Please gather every line of the data below that contains the string "target".

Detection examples

* BEGIN *

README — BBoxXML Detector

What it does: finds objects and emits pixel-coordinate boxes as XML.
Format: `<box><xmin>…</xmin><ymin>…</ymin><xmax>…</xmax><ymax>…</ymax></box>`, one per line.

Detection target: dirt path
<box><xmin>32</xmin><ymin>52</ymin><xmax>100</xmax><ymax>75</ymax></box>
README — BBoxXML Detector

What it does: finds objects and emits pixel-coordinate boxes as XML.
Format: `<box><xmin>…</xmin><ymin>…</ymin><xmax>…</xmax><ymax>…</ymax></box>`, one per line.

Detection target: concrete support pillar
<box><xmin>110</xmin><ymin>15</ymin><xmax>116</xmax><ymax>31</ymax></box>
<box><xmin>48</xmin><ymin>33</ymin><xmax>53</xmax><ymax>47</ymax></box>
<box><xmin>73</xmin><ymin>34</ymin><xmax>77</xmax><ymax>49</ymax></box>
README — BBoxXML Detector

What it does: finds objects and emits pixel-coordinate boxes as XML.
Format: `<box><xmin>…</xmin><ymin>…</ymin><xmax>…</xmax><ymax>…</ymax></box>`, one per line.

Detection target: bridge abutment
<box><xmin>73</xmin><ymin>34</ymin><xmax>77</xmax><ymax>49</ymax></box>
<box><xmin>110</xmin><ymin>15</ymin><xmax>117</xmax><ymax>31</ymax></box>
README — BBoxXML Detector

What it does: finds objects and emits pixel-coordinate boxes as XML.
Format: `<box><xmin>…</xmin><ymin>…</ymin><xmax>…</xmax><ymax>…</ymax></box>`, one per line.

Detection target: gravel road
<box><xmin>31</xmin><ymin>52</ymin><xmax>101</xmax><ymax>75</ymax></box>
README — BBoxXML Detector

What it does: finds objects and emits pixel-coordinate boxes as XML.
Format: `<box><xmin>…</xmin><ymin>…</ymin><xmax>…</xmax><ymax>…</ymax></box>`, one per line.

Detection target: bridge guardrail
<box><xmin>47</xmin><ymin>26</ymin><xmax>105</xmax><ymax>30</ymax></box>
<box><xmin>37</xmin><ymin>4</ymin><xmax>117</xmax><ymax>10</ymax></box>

* END *

FINISHED ANSWER
Detection target: dirt path
Detection target: concrete support pillar
Detection target: bridge abutment
Detection target: gravel road
Detection target: bridge guardrail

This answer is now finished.